• [Exercise task]
Copy out the passage on Strawberry Shortcake's Berry Bitty Adventures word for word, in full.

--- start of Selected extract ---

Strawberry Shortcake's Berry Bitty Adventures is a CGI animated television series based on the Strawberry Shortcake franchise. The series, produced by MoonScoop Group (2010–2013) and Splash Entertainment (2015), follows the adventures of Strawberry and her friends who live in the fictional land of Berry Bitty City. The series aired from 2010 to 2015. The show is the third iteration of the franchise overall, following the 1980s specials, and the second television series after its 2003 relaunch. It features songs with music by Andy Street and lyrics by Judy Rothman. The series is produced using Autodesk Maya 3D software.

Main characters

Strawberry Shortcake
Voiced by: Anna Cummer (speaking voice) and Tracey Moore (singing voice)

Strawberry Shortcake is a chef and the owner of Berry Bitty Café. She has red-pink hair with a strawberry hat, with a green strawberry clip with a white stripe underneath, and has bright green eyes. She wears a white T-shirt with two green diamonds, and a strawberry in the middle over a pink skirt with red polka dots with green and white striped tights and red Mary Janes. She has a strawberry symbol. She is confident, considerate, optimistic, thoughtful, resourceful, enthusiastic, and full of ideas. Her cat is Custard and her dog is Pupcake.

--- end of Selected extract ---
--- start of Entries provided ---

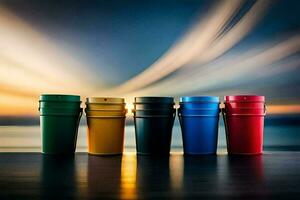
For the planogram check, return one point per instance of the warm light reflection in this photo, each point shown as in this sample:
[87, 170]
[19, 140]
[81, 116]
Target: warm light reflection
[11, 105]
[176, 171]
[128, 177]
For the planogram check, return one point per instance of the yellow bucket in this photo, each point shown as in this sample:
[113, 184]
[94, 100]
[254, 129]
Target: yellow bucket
[105, 127]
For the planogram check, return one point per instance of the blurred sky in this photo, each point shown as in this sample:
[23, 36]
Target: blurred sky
[129, 48]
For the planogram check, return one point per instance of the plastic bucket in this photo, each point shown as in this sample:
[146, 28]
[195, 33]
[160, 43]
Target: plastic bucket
[153, 106]
[105, 112]
[59, 125]
[106, 129]
[153, 119]
[244, 124]
[199, 118]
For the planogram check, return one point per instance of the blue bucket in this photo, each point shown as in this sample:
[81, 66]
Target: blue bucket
[199, 119]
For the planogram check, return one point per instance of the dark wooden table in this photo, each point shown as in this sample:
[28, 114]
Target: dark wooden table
[36, 176]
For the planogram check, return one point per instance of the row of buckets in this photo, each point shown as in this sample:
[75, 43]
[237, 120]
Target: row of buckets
[153, 120]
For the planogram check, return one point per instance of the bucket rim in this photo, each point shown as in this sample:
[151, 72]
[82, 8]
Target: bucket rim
[59, 98]
[154, 99]
[199, 99]
[105, 100]
[244, 98]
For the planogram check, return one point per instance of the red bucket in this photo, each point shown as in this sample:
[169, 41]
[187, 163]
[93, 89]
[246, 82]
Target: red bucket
[244, 124]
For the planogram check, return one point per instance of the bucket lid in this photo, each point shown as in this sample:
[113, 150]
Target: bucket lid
[245, 98]
[59, 97]
[108, 100]
[166, 100]
[200, 99]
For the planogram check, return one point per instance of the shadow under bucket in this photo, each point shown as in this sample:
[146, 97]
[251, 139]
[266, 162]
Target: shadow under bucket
[244, 124]
[106, 125]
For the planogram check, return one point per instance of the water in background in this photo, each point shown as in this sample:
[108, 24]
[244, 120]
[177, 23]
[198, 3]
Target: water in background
[27, 138]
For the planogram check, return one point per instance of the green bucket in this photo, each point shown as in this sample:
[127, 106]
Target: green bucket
[59, 123]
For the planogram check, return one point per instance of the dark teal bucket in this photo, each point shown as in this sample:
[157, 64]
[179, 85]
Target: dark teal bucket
[59, 121]
[153, 127]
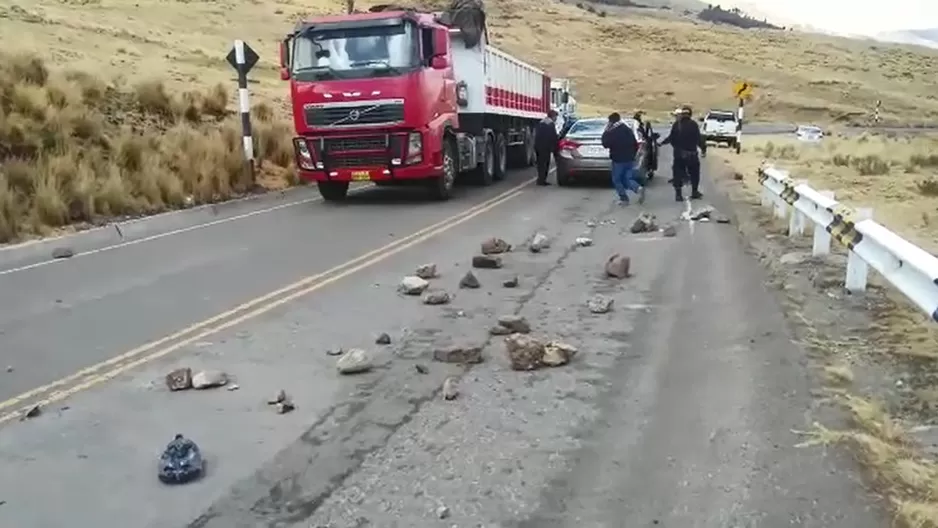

--- end of Entries provided ---

• [Exercise result]
Strawberry Shortcake's Berry Bitty Adventures is a CGI animated television series based on the Strawberry Shortcake franchise. The series, produced by MoonScoop Group (2010–2013) and Splash Entertainment (2015), follows the adventures of Strawberry and her friends who live in the fictional land of Berry Bitty City. The series aired from 2010 to 2015. The show is the third iteration of the franchise overall, following the 1980s specials, and the second television series after its 2003 relaunch. It features songs with music by Andy Street and lyrics by Judy Rothman. The series is produced using Autodesk Maya 3D software.

Main characters

Strawberry Shortcake
Voiced by: Anna Cummer (speaking voice) and Tracey Moore (singing voice)

Strawberry Shortcake is a chef and the owner of Berry Bitty Café. She has red-pink hair with a strawberry hat, with a green strawberry clip with a white stripe underneath, and has bright green eyes. She wears a white T-shirt with two green diamonds, and a strawberry in the middle over a pink skirt with red polka dots with green and white striped tights and red Mary Janes. She has a strawberry symbol. She is confident, considerate, optimistic, thoughtful, resourceful, enthusiastic, and full of ideas. Her cat is Custard and her dog is Pupcake.